1. Field of the Invention
The present invention generally relates to conversion of chemical energy to electrical energy. More particularly, this invention relates to an application and design of a defibrillator battery and, more specifically, a high capacity lithium battery designed for high rate discharge applications.
2. Prior Art
Implantable ventricular cardiac defibrillators use lithium/silver vanadium oxide (Li/SVO) electrochemical cells as their power sources. For an implantable medical device, it is preferable that the device be as small as possible, responsive to the patient's medical needs, contribute to long device service life, and the like. Therefore, when batteries are built for these medical applications, special cell designs are needed to meet their requirements. For implantable cardiac defibrillator applications, one of the most important requirements is that the power source provide high energy (25 to 40 joules) within as short a period of time as possible, and preferably within 7 to 15 seconds, or less.

ACTIONS TO TAKE
[a] According to the battery patent excerpt, why do batteries built for implantable medical applications need special cell designs?
[b] Continue the defibrillator battery patent excerpt from the point where it stops.

DATA EXCERPT
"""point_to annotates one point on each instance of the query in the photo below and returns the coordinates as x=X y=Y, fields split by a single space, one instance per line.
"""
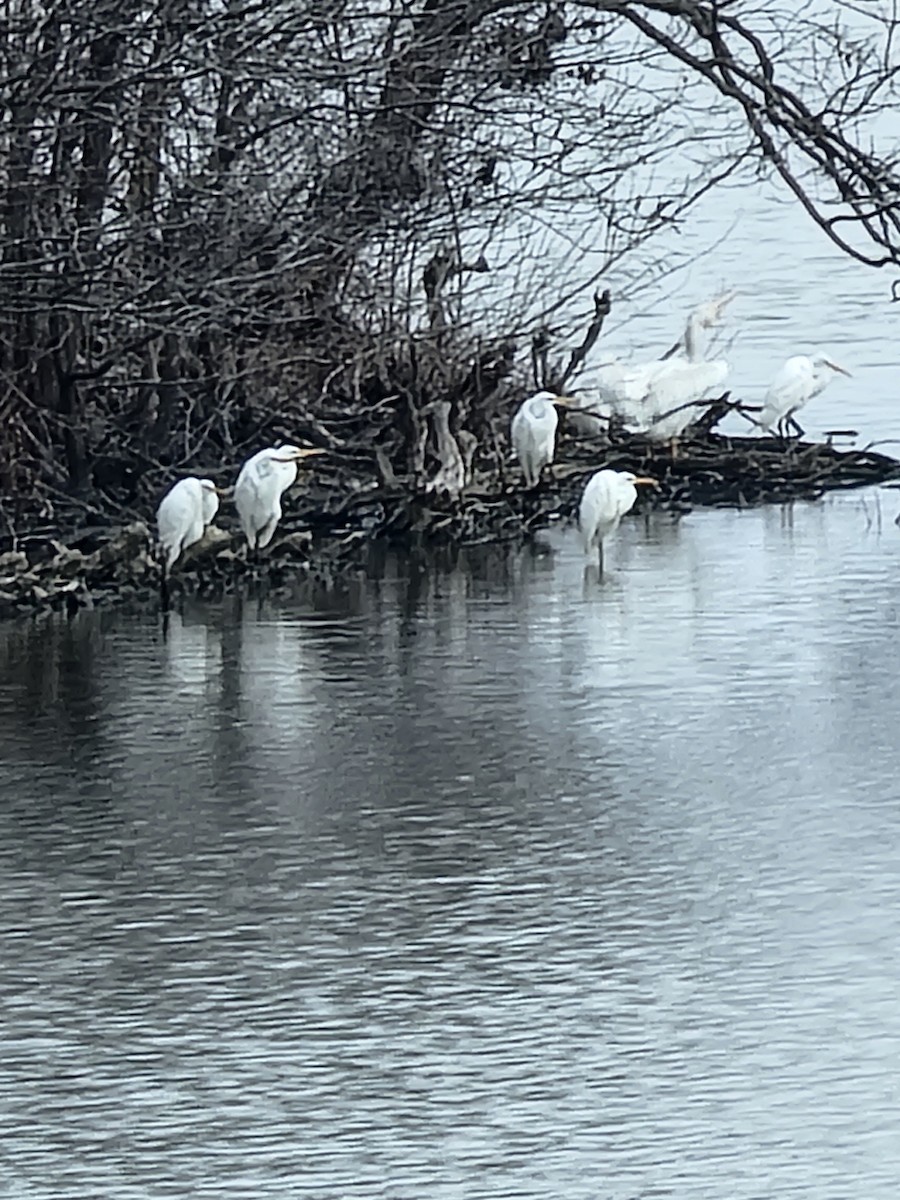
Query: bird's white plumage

ANSWERS BELOW
[a] An implantable medical device should be as small as possible, respond to the patient's medical needs, and contribute to a long device service life. Batteries built for these uses therefore need special cell designs to meet those requirements.

[b]
The relationship between delivered energy and the cell characteristics of voltage and current is:ΔE=V×I×twhere ΔE is the delivered energy (joules), V is the cell voltage under high current pulse discharge (Volt), I is the amplitude of the pulsing current (Ampere), and t is the high current pulsing time (second). In order to provide the desired energy (ΔE) within a short time (t), the value of (V×I) needs to be kept as large as possible. Therefore, for an electrochemical cell designed to power an implantable cardiac defibrillator, the cell's internal resistance needs to be kept as low as possible, and at the same time the cell's voltage under high current pulsing needs to be maintained as high as possible.
In a traditional defibrillator cell, only silver vanadium oxide is used as the cathode active material. Silver vanadium oxide not only delivers sufficient energy needed under high current pulsing conditions, it also provides long service life. Therefore, other than the power capability (V×I), the capacity or energy density of a particular active material needs to be considered. Due to these reasons, ε-SVO (Ag2V4O11) is a superior cathode active material for use in defibrillator cells due to its high volumetric capacity and acceptable power capability at all depths of discharge.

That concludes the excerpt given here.